Entries taken from a collection:
══════════

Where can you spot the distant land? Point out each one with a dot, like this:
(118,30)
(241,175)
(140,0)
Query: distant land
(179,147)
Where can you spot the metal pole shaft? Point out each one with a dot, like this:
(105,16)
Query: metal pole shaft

══════════

Whatever is in the entries above, write it out exactly.

Where can you spot the distant land? Point out each one with a dot, like this:
(118,30)
(241,175)
(140,0)
Query: distant land
(179,147)
Where can you spot the metal pole shaft? Point out each one with a dot, like this:
(105,16)
Query: metal pole shaft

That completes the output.